(Records for the exercise):
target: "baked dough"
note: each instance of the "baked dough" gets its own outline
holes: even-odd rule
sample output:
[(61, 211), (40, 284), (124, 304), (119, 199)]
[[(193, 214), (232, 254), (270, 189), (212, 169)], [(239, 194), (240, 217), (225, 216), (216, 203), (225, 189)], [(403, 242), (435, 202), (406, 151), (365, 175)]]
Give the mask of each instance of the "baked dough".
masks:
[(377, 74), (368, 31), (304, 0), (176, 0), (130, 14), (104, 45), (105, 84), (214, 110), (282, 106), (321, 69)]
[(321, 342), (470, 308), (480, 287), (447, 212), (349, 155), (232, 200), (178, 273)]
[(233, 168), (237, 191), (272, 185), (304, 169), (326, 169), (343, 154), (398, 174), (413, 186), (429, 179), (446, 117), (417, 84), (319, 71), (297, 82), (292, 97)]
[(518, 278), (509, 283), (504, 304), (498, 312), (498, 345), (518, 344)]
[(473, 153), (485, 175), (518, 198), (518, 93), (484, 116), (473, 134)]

(Task requirements):
Reproduce all of the rows above in full, requests included, and shift each polygon in the answers by adding 34 to every x and y coordinate. Leave the coordinates in the requests and in their sample outputs unchanged.

(Task response):
target: "baked dough"
note: each instance of the "baked dough" gets its own outline
holes: even-odd rule
sample output:
[(61, 211), (40, 284), (124, 304), (119, 199)]
[[(193, 214), (232, 254), (270, 189), (212, 169)], [(239, 194), (240, 217), (225, 216), (216, 203), (225, 189)], [(403, 242), (435, 202), (406, 151), (365, 175)]]
Give the mask of each instance of the "baked dough".
masks:
[(411, 108), (402, 65), (338, 34), (210, 34), (164, 48), (138, 79), (139, 118), (248, 144), (316, 140), (355, 103)]
[(355, 376), (504, 342), (514, 321), (481, 246), (383, 189), (266, 234), (212, 307)]
[(267, 202), (271, 225), (306, 219), (338, 203), (360, 203), (377, 188), (432, 208), (447, 220), (463, 213), (480, 151), (451, 118), (353, 105), (331, 116), (326, 131)]
[(552, 312), (543, 317), (538, 338), (532, 346), (532, 379), (552, 378)]
[(507, 187), (519, 209), (552, 232), (552, 127), (518, 150), (507, 168)]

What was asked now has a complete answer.